Excerpted passage
Once the final list is generated, gfrConfidenceValues computes the various scores described in the manuscript.
If the auxilliary modules are installed, then, the fourth command generates the corresponding files and print the gfr file to standar output. The files needs to be properly located into the directory structure described in Installing CGIs.
Junction-Sequence identifier
The junction-sequence identifier uses the high-confidence gfr file and look for the sequence of the junction for each candidate. This is the most computationally expensive part of FusionSeq. In order to run it efficiently we exploit a parallel computing architecture. Typically, one would execute:
$ gfr2bpJunctions data.confidence.gfr 40 200
where 40 correspond to the tile size and 200 is the number of nucleotides flanking the exons. For example, with 50-mers, having 40 as tile size ensures that at least 10 nucleotides of the reads will be mapped to either of the tiles. This program generates the fusion junction library in fasta format for each candidate, split in several files each one containing at most 2M entries. It also creates two additional files: one (data_joblist1.txt) including the instructions to index the library and align the reads to the files, and the second (data_joblist2.txt) including the instructions to aggregate the results of the alignment. How to run those jobs depends on the user architecture of the cluster.
After all the jobs are executed, for each candidate a breakpoint file is generated (e.g. data_00002.bp). This needs to be validated and filtered. Typically, one would run:
$ validateBpJunctions < data_00002_AB.bp | bpFilter 4 4 100 0.01 30 > data_00002_AB.filtered.bp $ bp2alignment data_00002_AB.filtered.bp > data_00002_breakPointAlignments.txt $ bp2wig data_00002_AB.filtered.bp
The first line checks that the junctions do not correspond to any other location on the genome and then filter the results according to a KS test or a simple heuristic depending on the number of reads aligned to the junction. Note: validateBpJunction expects a directory named hg18_nh under the genome directory specified by BOWTIE_INDEXES containing the index human reference genome. in the geneFusionConfig.h file. bp2alignment creates a text representation of the aligned reads to the junction and bp2wig generates the wig files that can be displayed by the UCSC Genome Browser showing the location of the breakpoints on each gene and the number of supporting reads.

Information
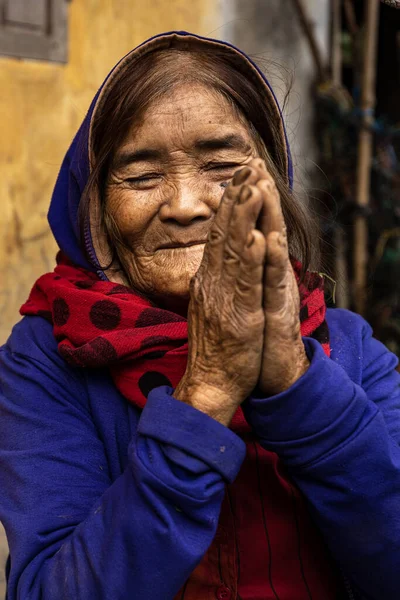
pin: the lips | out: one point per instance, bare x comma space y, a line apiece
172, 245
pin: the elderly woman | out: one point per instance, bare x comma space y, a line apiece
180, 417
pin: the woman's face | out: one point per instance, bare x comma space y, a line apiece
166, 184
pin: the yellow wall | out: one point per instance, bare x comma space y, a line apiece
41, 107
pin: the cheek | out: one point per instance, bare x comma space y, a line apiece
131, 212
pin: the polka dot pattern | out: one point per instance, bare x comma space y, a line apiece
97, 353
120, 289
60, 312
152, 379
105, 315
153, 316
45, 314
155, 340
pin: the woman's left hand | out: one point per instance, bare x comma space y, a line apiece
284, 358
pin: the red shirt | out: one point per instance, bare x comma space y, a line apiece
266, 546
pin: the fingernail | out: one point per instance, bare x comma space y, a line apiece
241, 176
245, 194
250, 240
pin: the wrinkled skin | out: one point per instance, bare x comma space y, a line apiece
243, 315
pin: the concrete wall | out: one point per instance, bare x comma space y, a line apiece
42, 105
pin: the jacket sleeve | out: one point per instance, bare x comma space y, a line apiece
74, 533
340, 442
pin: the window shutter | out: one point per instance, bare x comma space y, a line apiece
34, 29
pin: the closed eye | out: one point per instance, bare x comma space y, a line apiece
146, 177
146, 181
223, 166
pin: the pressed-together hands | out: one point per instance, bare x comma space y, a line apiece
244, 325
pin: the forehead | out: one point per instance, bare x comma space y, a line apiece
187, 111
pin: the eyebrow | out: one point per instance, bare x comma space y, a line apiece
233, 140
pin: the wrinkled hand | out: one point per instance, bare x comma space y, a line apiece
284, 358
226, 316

==

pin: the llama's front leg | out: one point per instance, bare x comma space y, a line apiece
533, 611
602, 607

Work instructions
Return the portion of the FusionSeq excerpt starting at "Once the final" and ending at "in Installing CGIs.", copied word for word.

Response to the task
Once the final list is generated, gfrConfidenceValues computes the various scores described in the manuscript.
If the auxilliary modules are installed, then, the fourth command generates the corresponding files and print the gfr file to standar output. The files needs to be properly located into the directory structure described in Installing CGIs.